If there's a GPL compliance issue, then where is the evidence of copyright infringement? All I've seen is examples of algorithm reimplementation.

Not only that, but I gather that there's a lot of reverse-engineering going on; how much of the other proprietary chess programs are similarly "inspired" by deep inspection of other implementations?

jsnell · on Jan 8, 2012

I was writing a point by point reply to this, but halfway through it started looking waste of time. Your reply doesn't seem to be addressing the points I was making. Also you're several times asking for evidence that already has been made available in the documents you chose to not read.

I have no horse in this race, just found the original documents interesting the first time they were linked to on HN. And to be very convincing, since they showed consistent patterns of unforced similarities. (E.g. in the ordering of operations, or in the selection of which operations to support, or even in the presence of dead code) between specific versions of Rybka and Crafty/Fruit, which were not present between different versions of Rybka. They also specifically addressed the question of whether these were the only/most common/best way of doing things (answer: no).

Please read the documents. If you don't find them convincing, I'm not sure there's anything I could do to change your mind. (And I certainly wouldn't be the right person to do so). But there is definitely no point in having a discussion before that.

dalke · on Jan 8, 2012

On your suggestion, I read through http://www.chessvibes.com/plaatjes/rybkaevidence/RYBKA_FRUIT... .

It makes the clear and cogent statement:

> While a large (indeed, almost complete) match is found, it is presumably feasible to opine that the Fruit source code can be taken as a “manual” for chess programming (perhaps in the sense of a modern version of How Computers Play Chess), and if this paradigmatic view is accepted, then the re-use of the same evaluation components might arguably be less derelict.

That theme occurs elsewhere:

> This Fruit/Rybka overlap would already likely meet a “plagiarism” standard, for instance as used in the detection of non-original work in academia and/or book publishing (note that plagiarism is generally an ethical standard and not a legal one). There is also the question of how important this item is from a chess-playing standpoint, perhaps again viewing Fruit as a “manual” in some sense.

The issue, which is also that mentioned in the chessboard article, is that the standard for plagiarism "in the context of computer chess (or more generally, computer boardgames)" is extremely sensitive. It is not the same standard practiced in research, programming, arts, or any other field I can think of. It's so high that it's not reasonable.

As Wikipedia writes, "the notion [of plagiarism] remains problematic with nebulous boundaries." In this PDF I read of multiple cases where the copying is not copyright infringement but one of reimplementing an algorithm. Relevant quotes are "Rybka 1.0 Beta uses bitboards, making direct code comparison ineffective", "Rybka uses a look-up table of patterns, while Fruit does bit-scanning", and "the relative scaling for each rank-based bonus in Rybka is essentially 10-30-60-100, though in units of 256 as in Fruit."

Data:

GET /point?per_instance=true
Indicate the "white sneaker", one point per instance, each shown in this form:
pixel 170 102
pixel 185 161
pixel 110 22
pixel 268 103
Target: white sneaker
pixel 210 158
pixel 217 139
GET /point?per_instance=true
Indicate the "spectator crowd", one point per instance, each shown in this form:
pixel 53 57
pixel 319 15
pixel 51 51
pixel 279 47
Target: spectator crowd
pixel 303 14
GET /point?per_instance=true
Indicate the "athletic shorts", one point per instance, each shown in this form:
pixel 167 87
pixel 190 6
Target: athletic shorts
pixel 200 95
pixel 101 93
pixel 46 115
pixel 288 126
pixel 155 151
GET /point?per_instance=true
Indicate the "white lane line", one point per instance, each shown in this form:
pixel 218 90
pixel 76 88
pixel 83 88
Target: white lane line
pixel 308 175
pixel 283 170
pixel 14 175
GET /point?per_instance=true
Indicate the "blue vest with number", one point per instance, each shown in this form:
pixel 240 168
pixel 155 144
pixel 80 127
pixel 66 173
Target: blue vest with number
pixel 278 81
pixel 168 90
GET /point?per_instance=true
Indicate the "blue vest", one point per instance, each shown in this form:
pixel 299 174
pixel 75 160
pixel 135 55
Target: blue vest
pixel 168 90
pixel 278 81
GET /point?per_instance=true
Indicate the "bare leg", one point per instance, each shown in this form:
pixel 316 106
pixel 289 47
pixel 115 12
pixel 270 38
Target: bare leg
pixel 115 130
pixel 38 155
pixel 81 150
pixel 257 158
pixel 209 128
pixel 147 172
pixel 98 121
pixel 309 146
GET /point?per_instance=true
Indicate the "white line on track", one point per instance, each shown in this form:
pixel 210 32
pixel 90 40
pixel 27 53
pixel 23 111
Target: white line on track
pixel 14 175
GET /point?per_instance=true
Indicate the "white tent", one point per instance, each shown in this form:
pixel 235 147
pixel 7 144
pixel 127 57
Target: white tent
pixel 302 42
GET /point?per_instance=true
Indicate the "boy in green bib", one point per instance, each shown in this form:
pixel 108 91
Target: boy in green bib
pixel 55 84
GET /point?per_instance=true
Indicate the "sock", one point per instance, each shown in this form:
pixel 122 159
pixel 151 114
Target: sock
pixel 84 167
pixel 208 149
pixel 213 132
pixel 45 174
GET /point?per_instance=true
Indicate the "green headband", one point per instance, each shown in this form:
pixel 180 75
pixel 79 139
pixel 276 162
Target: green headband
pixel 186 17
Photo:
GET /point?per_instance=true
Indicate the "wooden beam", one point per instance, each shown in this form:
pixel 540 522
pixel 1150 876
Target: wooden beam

Exercise requirements:
1. Using the Rybka and Fruit thread, decide whether each statement agrees with it. Answer yes or no, and quote the words of the thread that decide it.
(a) jsnell claims to have no stake in the dispute.
(b) jsnell reports that the documents found the shared techniques to be the only or best way of doing things.
(c) dalke quotes the PDF as saying that Rybka, like Fruit, does bit-scanning.
2. Answer these questions from the Rybka and Fruit thread.
(a) According to jsnell, between which programs did the documents show unforced similarities?
(b) According to the quoted PDF, what does Rybka 1.0 Beta use that makes direct code comparison ineffective?
(c) According to the quoted PDF, what is the relative scaling for each rank-based bonus in Rybka?
3. Continue the Rybka and Fruit thread past its last sentence.

Responses per task:
1.
(a) Yes: "I have no horse in this race"
(b) No: "They also specifically addressed the question of whether these were the only/most common/best way of doing things (answer: no)."
(c) No: "Rybka uses a look-up table of patterns, while Fruit does bit-scanning"

2.
(a) Specific versions of Rybka and Crafty/Fruit.
(b) Bitboards.
(c) Essentially 10-30-60-100, though in units of 256 as in Fruit.

3.
This PDF does stress that the surface differences are not the issue:

> I might stress that the fact that Fruit 2.1 visibly computes these while Rybka 1.0 Beta just has an array is not really relevant for the discussion here. The content is of more import.

where I presume the context includes "everything must have independent origin."

The PST structures are similar, although it uses different weights in parts. Note also the scaling differences between the two code bases - the similarities are in normalized space. Hence, this is again not evidence of copyright infringement. It would not be plagiarism in the scientific research fields I work in; since "influenced by the work of XYZ" would suffice.

This PDF points out that the quad() function in Rybka uses a different scaling, rank-dependent values, and more cases than Fruit.

This is again not a case where "parts of the code of Rybka were copied verbatim from Fruit" but where the approach from Fruit was modified. The PDF author then says:

> Not all of these terms have exactly the same meaning in Rybka 1.0 Beta, and discussing any differences would diverge from my focus on the re-use of the quad() function. Perhaps the main difference is with FreePasser, as to whether the pawn’s path is met by a friendly or enemy piece, which uses SEE in Fruit and “attacks” bitboards in Rybka, and further is split into 3 parts in Rybka.

> As with the PST comparison, it seems that there is a structural similarity between Fruit and Rybka, and the question of “originality” therein allows multiple approaches.

I think these statements are enough to establish that there was no copyright violation for this section. Your question "Does any of that excuse either violating the GPL" is therefore not relevant - there does not appear to be a copyright violation.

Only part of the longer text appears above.